*Instruções*.
**A.** Responda às perguntas abaixo com base no artigo sobre a luta dos bombeiros do Rio.
(i) Que eventos o estado sediará, segundo o artigo?
(ii) Para quanto os bombeiros pretendiam que seu salário mensal passasse?
(iii) Quantos bombeiros foram presos e processados pela invasão e ocupação?
**B.** Reproduza o trecho do artigo sobre a luta dos bombeiros do Rio que começa com as palavras contendo "Esse bom exemplo" e termina com "crescimento do emprego.", trocando "oito anos" por "dez anos".
**C.** Escreva a continuação do artigo sobre a luta dos bombeiros do Rio, começando logo após a última frase apresentada.

Bombeiros, um bom exemplo de mobilização
Por
Wladimir Pomar*
A luta dos bombeiros do Rio, que quase ninguém supunha possível, mas
cujas condições salariais e de trabalho são vergonhosas para um estado
que sediará os Jogos Mundiais Militares, a Copa do Mundo e as
Olimpíadas, é o primeiro bom exemplo de mobilização massiva, que se
transformou de luta econômica em luta política. Com a particularidade
de que se confrontou com um governo do qual fazem parte o PT e outros
partidos de esquerda. A rigor, os bombeiros não reivindicavam qualquer
exorbitância.
Pretendiam que seu salário passasse de míseros mil reais por mês para
cerca de dois mil reais. Mesmo com um aumento de cem por cento, esse
salário ainda continuaria sendo um dos mais baixos do país, em
comparação com os de bombeiros de outros estados. Além disso,
reivindicavam melhores condições de trabalho, com o fornecimento de
equipamentos e proteções apropriadas ao desempenho de suas ações de
risco.
A inabilidade com que essas reivindicações foram tratadas levou parte
dos bombeiros em greve a invadir e ocupar, juntamente com seus
familiares, o quartel-general da corporação. Mais uma vez, ao invés de
negociar com os bombeiros e obter uma saída pacífica, o governo do
estado decidiu utilizar a tropa de choque da polícia militar e
qualificar os bombeiros de vândalos.
Com esse gesto, embora muita gente tenha considerado errada aquela
invasão e ocupação, o governo fluminense conseguiu mobilizar o
conjunto da população não a seu favor, mas a favor dos bombeiros.
Quanto mais pessoas tomavam conhecimento dos salários iníquos e das
péssimas condições de trabalho daqueles profissionais, e mais firmes
os bombeiros se mostravam na decisão de continuar a luta e a
mobilização, maior se tornou a solidariedade popular a eles, inclusive
no restante do país e no exterior.
Os partidos de esquerda também declararam sua solidariedade e seu
apoio aos bombeiros e entraram em campo, tanto para restabelecer a
negociação do governo com os grevistas quanto para obter a libertação
dos 439 bombeiros presos e processados pela invasão e ocupação de um
patrimônio público. À luta pelo atendimento das reivindicações
econômicas somou-se a luta política pelo direito à luta, agora tendo a
anistia como principal meta.
Esse bom exemplo de mobilização social não deve ser encarado como um
fenômeno restrito aos bombeiros do Rio. O Brasil vive um momento
delicado em que parcelas consideráveis da população, após oito anos de
governos com forte participação da esquerda, emergiram com um poder
aquisitivo maior, seja devido aos programas sociais de redistribuição
de renda seja em virtude do crescimento do emprego.

*Informações fornecidas*.
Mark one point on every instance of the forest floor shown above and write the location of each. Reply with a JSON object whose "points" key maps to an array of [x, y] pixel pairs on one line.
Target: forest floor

*Respostas por tarefa*.
**A.**
(i) Os Jogos Mundiais Militares, a Copa do Mundo e as Olimpíadas.
(ii) Para cerca de dois mil reais por mês.
(iii) 439 bombeiros.

**B.**
Esse bom exemplo de mobilização social não deve ser encarado como um
fenômeno restrito aos bombeiros do Rio. O Brasil vive um momento
delicado em que parcelas consideráveis da população, após dez anos de
governos com forte participação da esquerda, emergiram com um poder
aquisitivo maior, seja devido aos programas sociais de redistribuição
de renda seja em virtude do crescimento do emprego.

**C.**
Porém, esse processo não é equilibrado e dificilmente poderia sê-lo. O
caso dos bombeiros do Rio mostra que há fortes desequilíbrios na
redistribuição de renda e no acesso a poderes aquisitivos mais
elevados, o que deve estar causando tensões em diferentes setores
profissionais e sociais. Ainda mais que os governos fazem questão de
propagar as vantagens de uma nova classe média emergente. Quem se acha
excluído dessa emergência certamente pretende se incluir. E os
bombeiros do Rio podem ser o exemplo que muitos procuravam.
Nesse sentido, governos com a participação da esquerda devem aprender
com a lição do Rio e evitar os erros cometidos no tratamento da luta
dos bombeiros. Não devem desprezar as reivindicações. E, em princípio,
não devem utilizar tropas de choque para reprimir, mesmo ações
desesperadas, antes de esgotar todas as possibilidades de negociação.
A esquerda, por seu turno, tem o dever de estar integrada nos
processos de mobilização social por melhorias econômicas e maior
liberdade política. A não ser que queira deixar que a direita se
aproprie da mobilização social, menos para obter sucesso naquelas
melhorias e mais para criar um fosso entre as reivindicações populares
e democráticas e os governos com participação da esquerda. Nesse
sentido, uma análise mais apropriada do bom exemplo de mobilização dos
bombeiros pode lhe fornecer outras lições para as lutas futuras. Mesmo
porque, se o exemplo for seguido, talvez tenhamos uma boa retomada das
mobilizações sociais.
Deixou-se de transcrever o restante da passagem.